Problem:
Write out every line of the data below exactly as given.
***** Study material
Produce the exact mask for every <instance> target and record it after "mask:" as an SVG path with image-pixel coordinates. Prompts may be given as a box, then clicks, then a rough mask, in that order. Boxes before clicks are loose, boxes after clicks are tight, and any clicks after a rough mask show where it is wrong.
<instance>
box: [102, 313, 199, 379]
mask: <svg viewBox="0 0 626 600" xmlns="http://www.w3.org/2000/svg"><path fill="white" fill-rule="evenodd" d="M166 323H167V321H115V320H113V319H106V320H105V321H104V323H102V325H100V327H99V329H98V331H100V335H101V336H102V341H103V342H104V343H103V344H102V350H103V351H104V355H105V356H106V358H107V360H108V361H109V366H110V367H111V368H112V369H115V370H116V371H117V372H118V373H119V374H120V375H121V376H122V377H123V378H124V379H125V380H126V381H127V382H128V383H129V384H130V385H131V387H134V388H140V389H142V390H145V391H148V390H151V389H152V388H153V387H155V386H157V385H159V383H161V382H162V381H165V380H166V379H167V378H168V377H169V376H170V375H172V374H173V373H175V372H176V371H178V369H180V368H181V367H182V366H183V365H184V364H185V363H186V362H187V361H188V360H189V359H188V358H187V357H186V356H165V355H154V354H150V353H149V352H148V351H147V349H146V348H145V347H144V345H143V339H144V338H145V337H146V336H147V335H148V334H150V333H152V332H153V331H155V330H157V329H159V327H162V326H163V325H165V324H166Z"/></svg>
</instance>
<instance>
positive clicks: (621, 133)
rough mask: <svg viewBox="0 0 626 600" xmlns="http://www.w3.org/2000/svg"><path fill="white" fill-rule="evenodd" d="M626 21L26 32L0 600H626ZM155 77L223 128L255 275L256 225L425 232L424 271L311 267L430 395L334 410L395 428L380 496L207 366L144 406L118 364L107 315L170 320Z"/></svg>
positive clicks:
**********
Solution to this task:
Produce the exact mask for every <instance> target and record it after "mask:" as an SVG path with image-pixel coordinates. Prompts may be given as a box, then clicks, then a rough mask, in that order. Boxes before clicks are loose, boxes after clicks are tight, and any clicks after a rough mask show where it is wrong.
<instance>
box: [102, 313, 199, 379]
mask: <svg viewBox="0 0 626 600" xmlns="http://www.w3.org/2000/svg"><path fill="white" fill-rule="evenodd" d="M166 323H167V321H115V320H113V319H106V320H105V321H104V323H102V325H100V327H99V329H98V331H100V335H101V336H102V341H103V342H104V343H103V344H102V350H103V351H104V355H105V356H106V358H107V360H108V361H109V366H110V367H111V368H112V369H115V370H116V371H117V372H118V373H119V374H120V375H121V376H122V377H123V378H124V379H125V380H126V381H127V382H128V383H129V384H130V385H131V387H134V388H140V389H142V390H145V391H148V390H151V389H152V388H153V387H155V386H157V385H159V383H161V382H162V381H165V380H166V379H167V378H168V377H169V376H170V375H172V374H173V373H175V372H176V371H178V369H180V368H181V367H182V366H183V365H184V364H185V363H186V362H187V361H188V360H189V359H188V358H187V357H186V356H165V355H154V354H150V353H149V352H148V351H147V349H146V348H145V347H144V345H143V339H144V338H145V337H146V336H147V335H148V334H150V333H152V332H153V331H155V330H157V329H159V327H162V326H163V325H165V324H166Z"/></svg>
</instance>
<instance>
positive clicks: (621, 133)
rough mask: <svg viewBox="0 0 626 600" xmlns="http://www.w3.org/2000/svg"><path fill="white" fill-rule="evenodd" d="M626 21L26 32L0 600H626ZM155 77L223 128L255 275L256 225L425 232L424 271L311 267L430 395L334 410L395 428L380 496L207 366L144 406L118 364L107 315L170 320Z"/></svg>
positive clicks:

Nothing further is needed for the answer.